Задание A: Перепишите, пожалуйста, без изменений часть фрагмента об «Обломове» от слов «В окончательном тексте» до слов «же, с. 422).» включительно.

Полное собрание сочинений и писем в двадцати томах. Том 6. - Иван Гончаров
Шрифт:
Интервал:
Закладка:
271
Гончаров разделял убеждения Белинского о несостоятельности романтической концепции любви, но горячо проповедуемая критиком альтернатива («равенство» и «свобода в отношениях») вызывала у него сомнения. Изначально он, по-видимому, все же хотел развернуть отношения Андрея и Ольги именно в таком ключе, но впоследствии отказался от этого замысла. Колебания писателя отразились в черновом автографе «Обломова», в котором героиня сама бралась разрешить запутавшиеся отношения со своим будущим супругом и первой признавалась ему в любви, а заканчивалась сцена объяснения соглашением об их взаимном равенстве в браке. «- Не надевайте же на себя маску ложного смирения, – говорила она. – Мы долго не понимали друг друга, теперь поняли. И если вы мне скажете когда-нибудь: „мы равны” – я буду горда и счастлива…
– Мы равны! – сказал он, быстро протягивая ей руку: она подала ему свою, и они тихо пошли к тетке» (наст. изд., т. 5, с. 236-237).
В окончательном тексте романа демократическая идея равенства полов заменялась на оправданное опытом многочисленных поколений убеждение в лидерстве мужчины в браке: «Перед этим опасным противником у ней уж не было ни той силы воли и характера, ни проницательности, ни уменья владеть собой, с какими она постоянно являлась Обломову» (наст. изд., т. 4, с. 412). Здесь на предложение Штольца дать ей совет потерявшая уверенность в себе героиня отвечает «почти страстной покорностью»: «Говорите… я слепо исполню!» (там же, с. 422), а последовавшие за этим штольцевские «гарантии» семейного счастья имеют совершенно иную, чем в рукописи романа, модальность: «…отдайте мне ваше будущее и не думайте ни о чем – я ручаюсь за всё. Пойдемте к тетке» (там же, с. 422).

Записи для разметки областей
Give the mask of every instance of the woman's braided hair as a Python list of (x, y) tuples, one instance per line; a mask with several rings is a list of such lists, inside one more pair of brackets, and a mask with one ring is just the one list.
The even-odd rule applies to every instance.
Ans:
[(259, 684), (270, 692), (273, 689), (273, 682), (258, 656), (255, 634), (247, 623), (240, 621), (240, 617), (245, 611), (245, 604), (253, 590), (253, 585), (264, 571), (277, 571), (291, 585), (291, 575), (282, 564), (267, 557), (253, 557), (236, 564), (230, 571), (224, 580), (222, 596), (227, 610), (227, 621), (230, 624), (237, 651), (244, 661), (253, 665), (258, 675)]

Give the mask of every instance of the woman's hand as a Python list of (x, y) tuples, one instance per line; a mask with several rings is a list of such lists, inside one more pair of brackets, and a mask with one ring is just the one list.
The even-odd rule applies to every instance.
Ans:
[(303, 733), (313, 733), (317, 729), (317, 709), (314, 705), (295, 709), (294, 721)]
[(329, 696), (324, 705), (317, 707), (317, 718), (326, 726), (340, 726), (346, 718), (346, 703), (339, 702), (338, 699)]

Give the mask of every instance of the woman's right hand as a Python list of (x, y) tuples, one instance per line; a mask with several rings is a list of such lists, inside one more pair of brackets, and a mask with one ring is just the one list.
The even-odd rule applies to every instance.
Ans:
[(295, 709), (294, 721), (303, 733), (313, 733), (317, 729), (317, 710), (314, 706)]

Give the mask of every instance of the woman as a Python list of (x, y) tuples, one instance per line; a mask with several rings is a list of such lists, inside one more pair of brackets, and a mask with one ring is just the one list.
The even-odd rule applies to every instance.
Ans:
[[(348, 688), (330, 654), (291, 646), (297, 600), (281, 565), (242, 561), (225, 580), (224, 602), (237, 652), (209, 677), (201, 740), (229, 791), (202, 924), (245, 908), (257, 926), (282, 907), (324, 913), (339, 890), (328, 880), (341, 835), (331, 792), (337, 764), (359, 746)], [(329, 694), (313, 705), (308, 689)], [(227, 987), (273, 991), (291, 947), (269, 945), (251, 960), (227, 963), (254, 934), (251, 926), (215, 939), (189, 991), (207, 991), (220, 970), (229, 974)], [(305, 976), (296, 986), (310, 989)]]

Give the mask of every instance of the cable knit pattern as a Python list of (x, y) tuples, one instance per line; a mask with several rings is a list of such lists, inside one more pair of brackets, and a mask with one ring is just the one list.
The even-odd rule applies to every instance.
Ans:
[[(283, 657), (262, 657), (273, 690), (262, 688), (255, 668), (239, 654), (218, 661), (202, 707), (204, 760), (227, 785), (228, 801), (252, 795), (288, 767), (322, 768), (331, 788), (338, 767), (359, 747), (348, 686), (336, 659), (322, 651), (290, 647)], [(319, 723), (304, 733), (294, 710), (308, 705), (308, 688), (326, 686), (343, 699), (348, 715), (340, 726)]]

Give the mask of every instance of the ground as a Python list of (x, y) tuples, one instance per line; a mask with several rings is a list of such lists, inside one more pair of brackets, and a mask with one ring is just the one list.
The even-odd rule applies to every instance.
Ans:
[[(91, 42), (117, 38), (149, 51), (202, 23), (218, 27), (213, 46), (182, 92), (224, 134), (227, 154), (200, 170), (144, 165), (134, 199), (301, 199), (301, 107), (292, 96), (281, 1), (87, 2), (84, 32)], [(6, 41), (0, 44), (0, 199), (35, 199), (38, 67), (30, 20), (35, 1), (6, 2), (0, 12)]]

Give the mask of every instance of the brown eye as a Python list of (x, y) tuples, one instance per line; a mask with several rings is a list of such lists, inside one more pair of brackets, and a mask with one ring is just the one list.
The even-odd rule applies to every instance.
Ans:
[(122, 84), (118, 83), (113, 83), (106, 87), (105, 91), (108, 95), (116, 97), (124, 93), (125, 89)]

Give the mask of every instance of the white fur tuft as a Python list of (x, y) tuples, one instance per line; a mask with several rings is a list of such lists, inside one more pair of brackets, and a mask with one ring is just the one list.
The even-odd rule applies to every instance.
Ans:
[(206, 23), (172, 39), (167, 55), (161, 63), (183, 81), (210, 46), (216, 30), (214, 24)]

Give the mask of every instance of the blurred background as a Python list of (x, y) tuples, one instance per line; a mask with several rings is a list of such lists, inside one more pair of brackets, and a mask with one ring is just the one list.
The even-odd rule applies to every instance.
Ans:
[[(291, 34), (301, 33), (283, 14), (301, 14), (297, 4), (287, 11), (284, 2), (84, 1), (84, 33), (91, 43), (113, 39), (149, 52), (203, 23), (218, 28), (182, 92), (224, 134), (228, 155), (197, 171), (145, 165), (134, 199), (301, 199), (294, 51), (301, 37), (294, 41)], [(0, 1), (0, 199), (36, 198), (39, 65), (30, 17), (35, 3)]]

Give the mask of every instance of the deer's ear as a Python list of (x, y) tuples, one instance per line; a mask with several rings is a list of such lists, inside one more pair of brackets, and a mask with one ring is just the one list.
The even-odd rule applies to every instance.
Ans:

Задание B: Найдите в записях все строки, где встречается слово «hair», и выпишите их полностью.

Итоговый ответ A:
В окончательном тексте романа демократическая идея равенства полов заменялась на оправданное опытом многочисленных поколений убеждение в лидерстве мужчины в браке: «Перед этим опасным противником у ней уж не было ни той силы воли и характера, ни проницательности, ни уменья владеть собой, с какими она постоянно являлась Обломову» (наст. изд., т. 4, с. 412). Здесь на предложение Штольца дать ей совет потерявшая уверенность в себе героиня отвечает «почти страстной покорностью»: «Говорите… я слепо исполню!» (там же, с. 422), а последовавшие за этим штольцевские «гарантии» семейного счастья имеют совершенно иную, чем в рукописи романа, модальность: «…отдайте мне ваше будущее и не думайте ни о чем – я ручаюсь за всё. Пойдемте к тетке» (там же, с. 422).

Итоговый ответ B:
Give the mask of every instance of the woman's braided hair as a Python list of (x, y) tuples, one instance per line; a mask with several rings is a list of such lists, inside one more pair of brackets, and a mask with one ring is just the one list.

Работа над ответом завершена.